Jours d’orage, Kressmann Taylor (par Stéphane Bret)
Jours d’orage, mars 2022, 284 pages, 10 €
Ecrivain(s): Kathrine Kressmann Taylor Edition: Autrement
Est-il possible de surmonter le désir de vengeance, la volonté d’exercer des représailles jugées légitimes, surtout lorsqu’il s’agit de crimes de guerre ? Kressmann Taylor, dans le roman Jours d’orage tente d’apporter une réponse à cette question qui a occupé très longuement les débats politiques et historiques de l’après-guerre et dont l’ombre plane encore de nos jours dans nos controverses nationales.
Kressmann Taylor, on s’en souvient, avait admirablement illustré les changements de perception de deux interlocuteurs, l’un résidant dans l’Allemagne nazie, l’autre à l’étranger, dans la restitution de leurs correspondances épistolaires. Ces dernières illustraient la progression de la dictature nazie, son imprégnation dans l’opinion publique allemande, tel un cancer qui gagne un organisme en répandant ses métastases. Dans ce roman c’est le portrait d’un homme d’extraction noble, Eduardo Carleone, qui vit en Toscane au cœur d’un village isolé.

• SOURCE DES DONNÉES
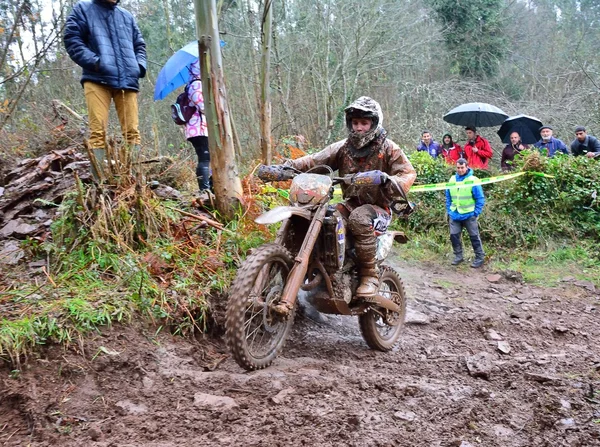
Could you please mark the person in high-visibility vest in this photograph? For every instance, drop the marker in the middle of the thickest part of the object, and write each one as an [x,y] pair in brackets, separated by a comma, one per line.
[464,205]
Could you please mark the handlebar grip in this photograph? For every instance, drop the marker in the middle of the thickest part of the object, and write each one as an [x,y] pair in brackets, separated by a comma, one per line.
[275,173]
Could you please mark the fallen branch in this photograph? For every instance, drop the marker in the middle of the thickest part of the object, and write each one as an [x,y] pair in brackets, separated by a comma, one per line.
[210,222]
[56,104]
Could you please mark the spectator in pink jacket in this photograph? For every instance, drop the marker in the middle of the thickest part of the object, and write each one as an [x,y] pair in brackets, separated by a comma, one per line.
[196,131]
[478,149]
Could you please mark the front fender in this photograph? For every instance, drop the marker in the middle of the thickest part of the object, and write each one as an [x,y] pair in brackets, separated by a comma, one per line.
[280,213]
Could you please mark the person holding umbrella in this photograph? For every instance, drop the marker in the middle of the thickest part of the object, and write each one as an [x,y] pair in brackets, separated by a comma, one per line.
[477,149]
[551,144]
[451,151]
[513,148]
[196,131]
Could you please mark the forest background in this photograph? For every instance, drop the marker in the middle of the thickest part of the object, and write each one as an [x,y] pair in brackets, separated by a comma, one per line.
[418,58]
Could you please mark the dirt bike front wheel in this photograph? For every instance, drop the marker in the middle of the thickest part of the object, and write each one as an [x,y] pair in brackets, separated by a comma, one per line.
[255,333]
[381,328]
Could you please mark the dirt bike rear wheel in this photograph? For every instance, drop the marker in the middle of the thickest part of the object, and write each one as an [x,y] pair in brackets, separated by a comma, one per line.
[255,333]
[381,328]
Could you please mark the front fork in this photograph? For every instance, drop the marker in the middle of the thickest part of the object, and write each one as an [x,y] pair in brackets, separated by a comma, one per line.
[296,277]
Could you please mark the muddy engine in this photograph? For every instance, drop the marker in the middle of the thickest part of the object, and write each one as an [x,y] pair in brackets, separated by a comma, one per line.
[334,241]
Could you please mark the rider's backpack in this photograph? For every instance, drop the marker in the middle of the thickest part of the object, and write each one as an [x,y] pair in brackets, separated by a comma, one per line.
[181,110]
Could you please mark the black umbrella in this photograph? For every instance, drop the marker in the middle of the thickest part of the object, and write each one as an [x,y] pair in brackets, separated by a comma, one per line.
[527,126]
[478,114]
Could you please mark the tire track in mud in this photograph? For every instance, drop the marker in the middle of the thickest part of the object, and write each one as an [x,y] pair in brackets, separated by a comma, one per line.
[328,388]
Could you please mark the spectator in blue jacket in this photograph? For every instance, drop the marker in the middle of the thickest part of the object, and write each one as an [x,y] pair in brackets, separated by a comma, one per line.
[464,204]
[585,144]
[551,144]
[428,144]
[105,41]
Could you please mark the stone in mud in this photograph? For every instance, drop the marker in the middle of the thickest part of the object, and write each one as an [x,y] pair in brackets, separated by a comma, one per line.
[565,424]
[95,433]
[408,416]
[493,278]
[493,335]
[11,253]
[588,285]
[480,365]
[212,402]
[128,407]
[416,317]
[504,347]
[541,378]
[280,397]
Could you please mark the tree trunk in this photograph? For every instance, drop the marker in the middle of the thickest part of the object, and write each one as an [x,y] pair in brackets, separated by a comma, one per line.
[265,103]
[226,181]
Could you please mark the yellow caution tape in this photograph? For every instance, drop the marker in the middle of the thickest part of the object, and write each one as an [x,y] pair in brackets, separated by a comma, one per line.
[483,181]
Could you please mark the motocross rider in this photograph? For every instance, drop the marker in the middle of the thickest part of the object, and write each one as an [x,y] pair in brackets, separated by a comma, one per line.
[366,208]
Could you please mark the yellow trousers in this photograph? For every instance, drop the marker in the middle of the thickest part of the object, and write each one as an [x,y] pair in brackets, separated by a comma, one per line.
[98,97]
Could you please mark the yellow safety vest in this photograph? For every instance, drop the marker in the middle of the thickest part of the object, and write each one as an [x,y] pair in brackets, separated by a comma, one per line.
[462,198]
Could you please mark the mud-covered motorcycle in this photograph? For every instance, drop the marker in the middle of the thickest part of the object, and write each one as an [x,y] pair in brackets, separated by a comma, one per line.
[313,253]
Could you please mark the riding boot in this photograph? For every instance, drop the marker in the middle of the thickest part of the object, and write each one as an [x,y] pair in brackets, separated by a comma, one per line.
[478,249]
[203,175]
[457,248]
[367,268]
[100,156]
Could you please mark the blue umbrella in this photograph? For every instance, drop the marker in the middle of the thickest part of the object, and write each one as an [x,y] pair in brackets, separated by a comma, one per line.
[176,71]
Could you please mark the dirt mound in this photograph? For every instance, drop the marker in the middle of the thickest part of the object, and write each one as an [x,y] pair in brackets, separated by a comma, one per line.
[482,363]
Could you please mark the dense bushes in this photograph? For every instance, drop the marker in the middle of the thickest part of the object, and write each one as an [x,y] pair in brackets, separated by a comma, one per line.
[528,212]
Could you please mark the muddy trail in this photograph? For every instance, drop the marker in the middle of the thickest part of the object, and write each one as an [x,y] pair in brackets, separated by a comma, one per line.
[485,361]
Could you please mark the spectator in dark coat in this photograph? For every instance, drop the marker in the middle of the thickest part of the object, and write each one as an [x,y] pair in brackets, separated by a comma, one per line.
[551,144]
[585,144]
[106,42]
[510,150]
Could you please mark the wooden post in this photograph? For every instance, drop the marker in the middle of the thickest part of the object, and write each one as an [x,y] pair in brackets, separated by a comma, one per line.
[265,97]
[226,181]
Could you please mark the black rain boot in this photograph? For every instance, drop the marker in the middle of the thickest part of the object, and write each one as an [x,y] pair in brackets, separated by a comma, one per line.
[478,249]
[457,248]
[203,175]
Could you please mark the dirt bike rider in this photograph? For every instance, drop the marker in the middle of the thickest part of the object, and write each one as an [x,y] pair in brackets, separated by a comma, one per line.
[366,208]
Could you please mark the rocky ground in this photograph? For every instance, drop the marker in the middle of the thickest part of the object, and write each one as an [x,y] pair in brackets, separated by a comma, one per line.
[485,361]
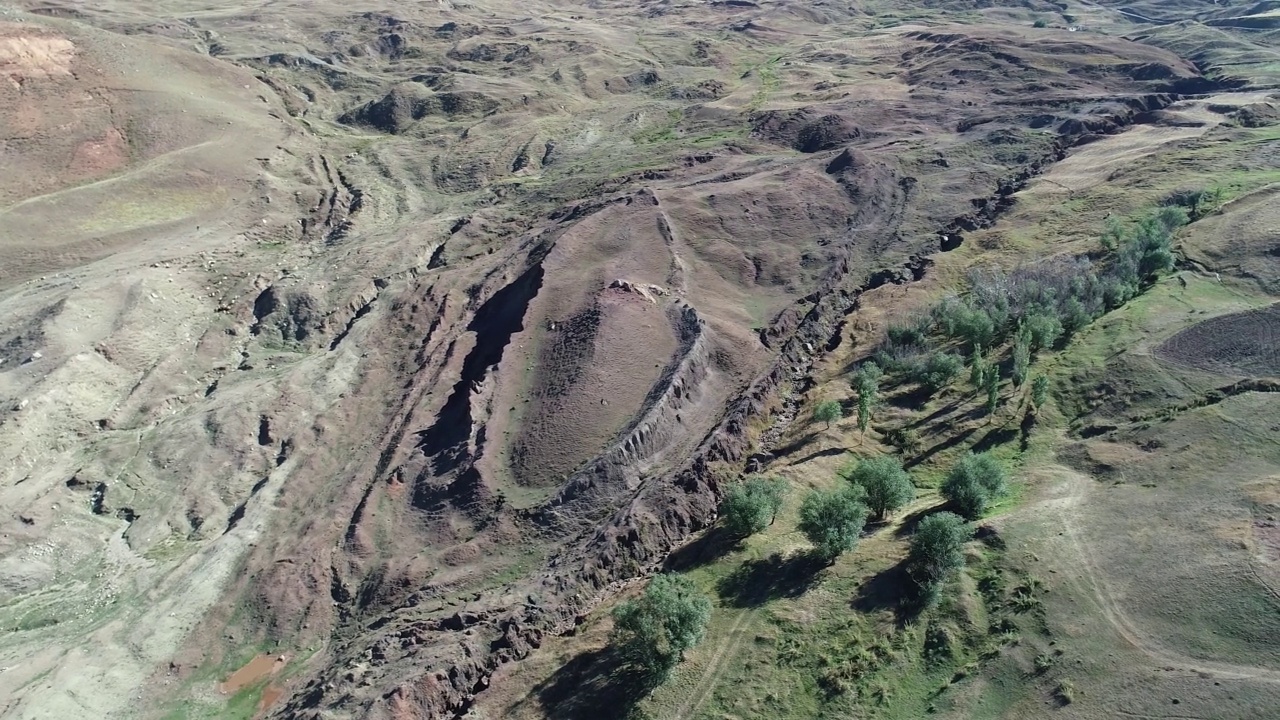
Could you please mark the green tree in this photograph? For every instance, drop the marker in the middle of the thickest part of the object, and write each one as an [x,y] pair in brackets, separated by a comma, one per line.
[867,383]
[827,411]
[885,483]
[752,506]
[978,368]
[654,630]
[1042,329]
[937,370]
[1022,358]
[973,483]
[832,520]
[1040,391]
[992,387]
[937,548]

• QUESTIONS DE LECTURE
1 - Selon la critique du roman Jours d'orage, où vit Eduardo Carleone ?
2 - Reprenez la critique du roman Jours d'orage à la suite de sa dernière phrase.

• RÉPONSES AUX QUESTIONS
1 - Il vit en Toscane, au cœur d'un village isolé.

2 -
Nous sommes en 1960, quinze ans après la fin de la Seconde Guerre mondiale. Cet homme, très raffiné, pratique la sculpture, est très habité par les arts, l’esthétique, une exigence de vie. On apprend dans le récit qu’il a perdu son épouse, exécutée par les occupants nazis lors d’un massacre dans une bourgade. Une jeune veuve américaine, Amanda Lashe, fait escale dans le village où habite Eduardo, suite à un violent orage qui a rendu les routes d’accès impraticables. Des amis du village, Rocca al Sole, préviennent Eduardo de la présence d’un touriste allemand, Willi Grussmann, qui n’est autre que le tortionnaire qui a participé à ces crimes de 1944, et a tué entre autres l’épouse d’Eduardo.
Kressmann Taylor met alors en évidence les termes des débats moraux de l’après-guerre : la vengeance est-elle actuelle ? Est-elle pertinente quinze ans après ? Peut-on pardonner ?
Eduardo Carleone met en garde les habitants du village, animés par une volonté immédiate d’exercer des représailles sur ce criminel : « Seul un être pondéré peut rendre la justice. Souvenez-vous des mots de Dante : la nature divine voue chacun à un enfer plus adéquat que celui auquel nos efforts maladroits pourraient le conduire ». Au cours d’échanges ultérieurs, Eduardo persévère dans l’emploi d’un argumentaire identique : « Permettez-moi de vous rappeler que l’Italie a renoncé au vol et au meurtre. (…) Réfléchissez à ce que vous vous apprêtez à faire. Voulez-vous vraiment revenir aux jours du fascisme, au sang et à la haine ? ».
Jours d’orage est un beau roman, qui rend hommage à l’Italie, à la Toscane, à son patrimoine artistique, c’est aussi le portrait d’une idylle entre Amanda et Carleone, finement dévoilée, comportant également un dénouement inattendu. Les thématiques de la faute, du pardon, de la responsabilité y sont évoquées d’une manière équilibrée : l’auteur nous rappelle incidemment que ce questionnement nous habitera longtemps encore et qu’il n’est pas de réponse univoque à ces questions que nous nous posons, au fil de l’actualité.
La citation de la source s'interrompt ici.